BEGIN Page extract

He literally completely misses the modder’s point. Steam itself will not run on the original machine you purchased KOTOR 2 on. You can buy a gaming machine, purchase a game through steam and 6 years later, one random day you’re suddenly no longer able to play your game, simply because Valve has decided that the version of Steam that you bought the game through is no longer ok and now you need to upgrade your hardware and OS to play the same game you’ve been playing for years.
This issue has multiple facets and the answer changes depending on the end result you want.
The author of the article sees the problem as “Old games you bought on steam are unplayable on modern hardware”. Kaldaien sees the problem as “Steam cannot run on older hardware anymore, even if the games I bought still work there”. Both people want the same thing (To be able to play the games they bought) but are looking at it from different angles.
Ultimately, Steam is a DRM tool that has a very good storefront attached to it. If you want true ownership of the software, buy the game in a way that will let you run the software by itself. Valve expects that the overwhelming majority of its users will keep up with semi-modern hardware (In this case, a machine capable of running windows 10/SteamOS) which I don’t feel is is an unreasonable ask. However, expecting Valve to retain support for an OS that hit end of life 20 years ago is unreasonable.

END Page extract
BEGIN Dataset section

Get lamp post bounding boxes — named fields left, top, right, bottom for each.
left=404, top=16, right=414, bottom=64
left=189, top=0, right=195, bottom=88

END Dataset section

■ Complete the following
A – Answer these from the comment on Steam, one per line:
(i) Which game does the first paragraph name as bought on the original machine?
(ii) How does the last paragraph describe Steam?
(iii) How long ago, according to the text, did the OS in question hit end of life?
B – Decide whether each statement agrees with the comment on Steam, answering yes or no and quoting the words that settle it:
(i) Kaldaien sees the problem as old games being unplayable on modern hardware.
(ii) Both people want to be able to play the games they bought.
(iii) The answer to the issue changes depending on the end result you want.
C – Repeat the part of the comment on Steam between "The author of" and "ago is unreasonable.", inclusive.

■ Set of answers
A –
(i) KOTOR 2
(ii) As a DRM tool that has a very good storefront attached to it
(iii) 20 years ago

B –
(i) No: "Kaldaien sees the problem as “Steam cannot run on older hardware anymore, even if the games I bought still work there”"
(ii) Yes: "Both people want the same thing (To be able to play the games they bought)"
(iii) Yes: "the answer changes depending on the end result you want"

C –
The author of the article sees the problem as “Old games you bought on steam are unplayable on modern hardware”. Kaldaien sees the problem as “Steam cannot run on older hardware anymore, even if the games I bought still work there”. Both people want the same thing (To be able to play the games they bought) but are looking at it from different angles.
Ultimately, Steam is a DRM tool that has a very good storefront attached to it. If you want true ownership of the software, buy the game in a way that will let you run the software by itself. Valve expects that the overwhelming majority of its users will keep up with semi-modern hardware (In this case, a machine capable of running windows 10/SteamOS) which I don’t feel is is an unreasonable ask. However, expecting Valve to retain support for an OS that hit end of life 20 years ago is unreasonable.